Instruction
For HDR PQ content, what maximum FP16 value does the color pipeline mailing list post below say is wanted?

Text provided
**********

[RFC PATCH v2 06/17] drm/doc/rfc: Describe why prescriptive color pipeline is needed

Harry Wentland harry.wentland at amd.com
Tue Nov 7 16:52:19 UTC 2023

On 2023-11-04 19:01, Christopher Braga wrote:
> Just want to loop back to before we branched off deeper into the programming performance talk
> On 10/26/2023 3:25 PM, Alex Goins wrote:
>> On Thu, 26 Oct 2023, Sebastian Wick wrote:
>>> On Thu, Oct 26, 2023 at 11:57:47AM +0300, Pekka Paalanen wrote:
>>>> On Wed, 25 Oct 2023 15:16:08 -0500 (CDT)
>>>> Alex Goins <agoins at nvidia.com> wrote:
>>>>> Thank you Harry and all other contributors for your work on this. Responses
>>>>> inline -
>>>>> On Mon, 23 Oct 2023, Pekka Paalanen wrote:
>>>>>> On Fri, 20 Oct 2023 11:23:28 -0400
>>>>>> Harry Wentland <harry.wentland at amd.com> wrote:
>>>>>>> On 2023-10-20 10:57, Pekka Paalanen wrote:
>>>>>>>> On Fri, 20 Oct 2023 16:22:56 +0200
>>>>>>>> Sebastian Wick <sebastian.wick at redhat.com> wrote:
>>>>>>>>> Thanks for continuing to work on this!
>>>>>>>>> On Thu, Oct 19, 2023 at 05:21:22PM -0400, Harry Wentland wrote:


>>>>> Actually, the current examples in the proposal don't include a multiplier color
>>>>> op, which might be useful. For AMD as above, but also for NVIDIA as the
>>>>> following issue arises:
>>>>> As discussed further below, the NVIDIA "degamma" LUT performs an implicit fixed
> If possible, let's declare this as two blocks. One that informatively declares the conversion is present, and another for the de-gamma. This will help with block-reuse between vendors.
>>>>> point to FP16 conversion. In that conversion, what fixed point 0xFFFFFFFF maps
>>>>> to in floating point varies depending on the source content. If it's SDR
>>>>> content, we want the max value in FP16 to be 1.0 (80 nits), subject to a
>>>>> potential boost multiplier if we want SDR content to be brighter. If it's HDR PQ
>>>>> content, we want the max value in FP16 to be 125.0 (10,000 nits). My assumption
>>>>> is that this is also what AMD's "HDR Multiplier" stage is used for, is that
>>>>> correct?
>>>> It would be against the UAPI design principles to tag content as HDR or
>>>> SDR. What you can do instead is to expose a colorop with a multiplier of
>>>> 1.0 or 125.0 to match your hardware behaviour, then tell your hardware
>>>> that the input is SDR or HDR to get the expected multiplier. You will
>>>> never know what the content actually is, anyway.

**********

Dataset rows

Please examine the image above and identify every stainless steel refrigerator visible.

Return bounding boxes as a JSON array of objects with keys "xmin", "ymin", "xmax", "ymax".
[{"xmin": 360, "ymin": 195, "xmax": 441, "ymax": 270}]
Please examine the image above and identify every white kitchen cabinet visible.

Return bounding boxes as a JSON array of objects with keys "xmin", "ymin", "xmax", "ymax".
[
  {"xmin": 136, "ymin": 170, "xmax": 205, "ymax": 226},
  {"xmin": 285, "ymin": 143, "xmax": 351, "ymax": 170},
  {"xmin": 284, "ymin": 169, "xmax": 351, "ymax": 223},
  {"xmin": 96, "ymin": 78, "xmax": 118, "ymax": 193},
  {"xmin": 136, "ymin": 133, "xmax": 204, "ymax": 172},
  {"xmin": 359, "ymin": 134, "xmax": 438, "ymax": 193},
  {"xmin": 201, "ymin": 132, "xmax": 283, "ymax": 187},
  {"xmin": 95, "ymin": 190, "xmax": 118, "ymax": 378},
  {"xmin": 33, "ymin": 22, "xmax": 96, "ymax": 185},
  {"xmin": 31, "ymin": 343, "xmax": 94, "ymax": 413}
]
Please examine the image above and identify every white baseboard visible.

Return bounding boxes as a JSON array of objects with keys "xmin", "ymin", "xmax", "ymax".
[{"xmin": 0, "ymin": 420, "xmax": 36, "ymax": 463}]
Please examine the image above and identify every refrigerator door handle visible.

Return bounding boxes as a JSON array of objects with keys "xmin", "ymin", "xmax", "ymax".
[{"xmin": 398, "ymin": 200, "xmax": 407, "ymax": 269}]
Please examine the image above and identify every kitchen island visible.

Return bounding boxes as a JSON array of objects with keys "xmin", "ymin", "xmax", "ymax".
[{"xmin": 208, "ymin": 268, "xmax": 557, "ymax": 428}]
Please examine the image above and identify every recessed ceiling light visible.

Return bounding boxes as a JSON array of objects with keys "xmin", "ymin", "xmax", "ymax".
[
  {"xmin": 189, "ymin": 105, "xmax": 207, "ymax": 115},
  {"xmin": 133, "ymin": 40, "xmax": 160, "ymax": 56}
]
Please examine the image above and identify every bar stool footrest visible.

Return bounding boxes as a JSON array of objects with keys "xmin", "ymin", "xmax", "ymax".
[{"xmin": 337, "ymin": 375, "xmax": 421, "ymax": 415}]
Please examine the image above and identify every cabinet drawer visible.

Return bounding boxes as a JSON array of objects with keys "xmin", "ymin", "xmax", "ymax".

**********

Correct response
125.0, which corresponds to 10,000 nits.